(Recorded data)
## start

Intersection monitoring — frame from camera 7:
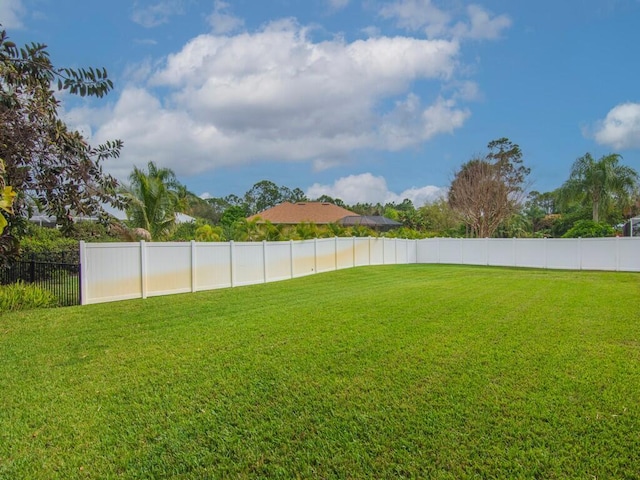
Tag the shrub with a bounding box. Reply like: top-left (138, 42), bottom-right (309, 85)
top-left (0, 282), bottom-right (58, 312)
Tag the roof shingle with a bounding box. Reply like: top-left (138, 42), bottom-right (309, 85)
top-left (247, 202), bottom-right (357, 225)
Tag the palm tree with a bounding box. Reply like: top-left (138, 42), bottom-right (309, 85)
top-left (123, 162), bottom-right (180, 240)
top-left (560, 153), bottom-right (638, 222)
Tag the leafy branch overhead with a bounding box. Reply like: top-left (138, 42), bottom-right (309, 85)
top-left (0, 26), bottom-right (124, 238)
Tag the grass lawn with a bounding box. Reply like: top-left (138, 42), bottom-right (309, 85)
top-left (0, 265), bottom-right (640, 479)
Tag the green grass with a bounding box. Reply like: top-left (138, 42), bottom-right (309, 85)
top-left (0, 265), bottom-right (640, 479)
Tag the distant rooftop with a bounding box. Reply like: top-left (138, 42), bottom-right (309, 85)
top-left (248, 202), bottom-right (359, 225)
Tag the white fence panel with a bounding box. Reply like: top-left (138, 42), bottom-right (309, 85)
top-left (437, 238), bottom-right (465, 265)
top-left (81, 243), bottom-right (142, 304)
top-left (396, 238), bottom-right (409, 265)
top-left (80, 237), bottom-right (640, 304)
top-left (579, 238), bottom-right (618, 270)
top-left (416, 238), bottom-right (441, 263)
top-left (514, 238), bottom-right (547, 268)
top-left (382, 237), bottom-right (396, 265)
top-left (231, 242), bottom-right (265, 286)
top-left (461, 238), bottom-right (487, 265)
top-left (316, 238), bottom-right (336, 272)
top-left (617, 237), bottom-right (640, 272)
top-left (545, 238), bottom-right (580, 270)
top-left (335, 238), bottom-right (354, 269)
top-left (195, 242), bottom-right (231, 290)
top-left (266, 242), bottom-right (291, 282)
top-left (143, 242), bottom-right (191, 296)
top-left (371, 237), bottom-right (384, 265)
top-left (291, 240), bottom-right (316, 277)
top-left (354, 237), bottom-right (371, 267)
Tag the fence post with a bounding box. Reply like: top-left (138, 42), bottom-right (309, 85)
top-left (229, 240), bottom-right (235, 287)
top-left (191, 240), bottom-right (197, 293)
top-left (289, 240), bottom-right (293, 278)
top-left (78, 240), bottom-right (88, 305)
top-left (393, 237), bottom-right (398, 265)
top-left (262, 240), bottom-right (267, 283)
top-left (140, 240), bottom-right (147, 299)
top-left (578, 237), bottom-right (582, 270)
top-left (353, 237), bottom-right (356, 267)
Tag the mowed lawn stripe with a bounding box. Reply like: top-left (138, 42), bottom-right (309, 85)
top-left (0, 265), bottom-right (640, 478)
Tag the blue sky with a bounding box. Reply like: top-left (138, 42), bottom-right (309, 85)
top-left (0, 0), bottom-right (640, 205)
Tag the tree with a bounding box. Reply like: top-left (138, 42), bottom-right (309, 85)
top-left (122, 162), bottom-right (181, 240)
top-left (418, 198), bottom-right (464, 237)
top-left (449, 138), bottom-right (530, 238)
top-left (560, 153), bottom-right (638, 223)
top-left (0, 30), bottom-right (123, 232)
top-left (244, 180), bottom-right (282, 215)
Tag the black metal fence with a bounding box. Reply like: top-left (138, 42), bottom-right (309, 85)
top-left (0, 255), bottom-right (80, 306)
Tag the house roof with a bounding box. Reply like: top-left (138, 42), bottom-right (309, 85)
top-left (339, 215), bottom-right (402, 228)
top-left (247, 202), bottom-right (358, 225)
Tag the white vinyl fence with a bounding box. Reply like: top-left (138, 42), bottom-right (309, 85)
top-left (80, 237), bottom-right (640, 305)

## end

■ **Given problem**
Rewrite every line of the records above as a numbered list. Skip blank lines and leave the pictures out.

■ **Full output**
1. Intersection monitoring — frame from camera 7:
2. Tag the shrub with a bounding box. Reply like: top-left (138, 42), bottom-right (309, 85)
3. top-left (0, 282), bottom-right (58, 312)
4. Tag the roof shingle with a bounding box. Reply like: top-left (138, 42), bottom-right (309, 85)
5. top-left (247, 202), bottom-right (357, 225)
6. Tag the palm tree with a bounding box. Reply like: top-left (138, 42), bottom-right (309, 85)
7. top-left (123, 162), bottom-right (180, 240)
8. top-left (560, 153), bottom-right (638, 222)
9. Tag the leafy branch overhead with a bounding box. Reply like: top-left (138, 42), bottom-right (309, 85)
10. top-left (0, 26), bottom-right (124, 238)
11. Tag the grass lawn with a bounding box. Reply like: top-left (138, 42), bottom-right (309, 85)
12. top-left (0, 265), bottom-right (640, 479)
13. Tag the green grass with a bounding box. Reply like: top-left (138, 42), bottom-right (309, 85)
14. top-left (0, 265), bottom-right (640, 479)
15. Tag the distant rooftop with a bounding box. Reply like: top-left (138, 42), bottom-right (309, 85)
16. top-left (248, 202), bottom-right (359, 225)
17. Tag the white fence panel with a bounding box. Reply like: top-left (138, 42), bottom-right (309, 85)
18. top-left (437, 238), bottom-right (465, 265)
19. top-left (81, 243), bottom-right (142, 304)
20. top-left (396, 238), bottom-right (409, 265)
21. top-left (80, 237), bottom-right (640, 304)
22. top-left (579, 238), bottom-right (618, 270)
23. top-left (416, 238), bottom-right (441, 263)
24. top-left (514, 238), bottom-right (547, 268)
25. top-left (382, 237), bottom-right (396, 265)
26. top-left (231, 242), bottom-right (265, 286)
27. top-left (461, 238), bottom-right (487, 265)
28. top-left (316, 238), bottom-right (336, 272)
29. top-left (617, 237), bottom-right (640, 272)
30. top-left (545, 238), bottom-right (580, 270)
31. top-left (335, 238), bottom-right (354, 269)
32. top-left (195, 242), bottom-right (231, 290)
33. top-left (266, 242), bottom-right (291, 282)
34. top-left (143, 242), bottom-right (191, 296)
35. top-left (371, 237), bottom-right (384, 265)
36. top-left (291, 240), bottom-right (316, 277)
37. top-left (354, 237), bottom-right (371, 267)
38. Tag the fence post with a bounding box. Reply like: top-left (138, 42), bottom-right (309, 85)
39. top-left (229, 240), bottom-right (235, 287)
40. top-left (191, 240), bottom-right (197, 293)
41. top-left (289, 240), bottom-right (293, 278)
42. top-left (78, 240), bottom-right (88, 305)
43. top-left (393, 237), bottom-right (398, 265)
44. top-left (262, 240), bottom-right (267, 283)
45. top-left (140, 240), bottom-right (147, 299)
46. top-left (578, 237), bottom-right (582, 270)
47. top-left (353, 237), bottom-right (356, 267)
48. Tag the mowed lawn stripe with a bounding box. Reply like: top-left (138, 42), bottom-right (309, 85)
49. top-left (0, 265), bottom-right (640, 478)
50. Tag the blue sky with a bounding box. Reply like: top-left (138, 42), bottom-right (309, 85)
51. top-left (0, 0), bottom-right (640, 205)
52. Tag the tree with a bounding box. Reply like: top-left (138, 42), bottom-right (309, 85)
53. top-left (122, 162), bottom-right (181, 240)
54. top-left (418, 198), bottom-right (464, 237)
55. top-left (449, 138), bottom-right (530, 238)
56. top-left (560, 153), bottom-right (638, 223)
57. top-left (0, 30), bottom-right (123, 232)
58. top-left (244, 180), bottom-right (282, 215)
59. Tag the black metal fence with a bounding box. Reply like: top-left (138, 42), bottom-right (309, 85)
60. top-left (0, 255), bottom-right (80, 306)
61. Tag the house roof with a bounding box. Reply like: top-left (138, 42), bottom-right (309, 85)
62. top-left (339, 215), bottom-right (402, 228)
63. top-left (247, 202), bottom-right (358, 225)
64. Tag the white vinyl fence with a bounding box. Reply like: top-left (138, 42), bottom-right (309, 85)
65. top-left (80, 237), bottom-right (640, 305)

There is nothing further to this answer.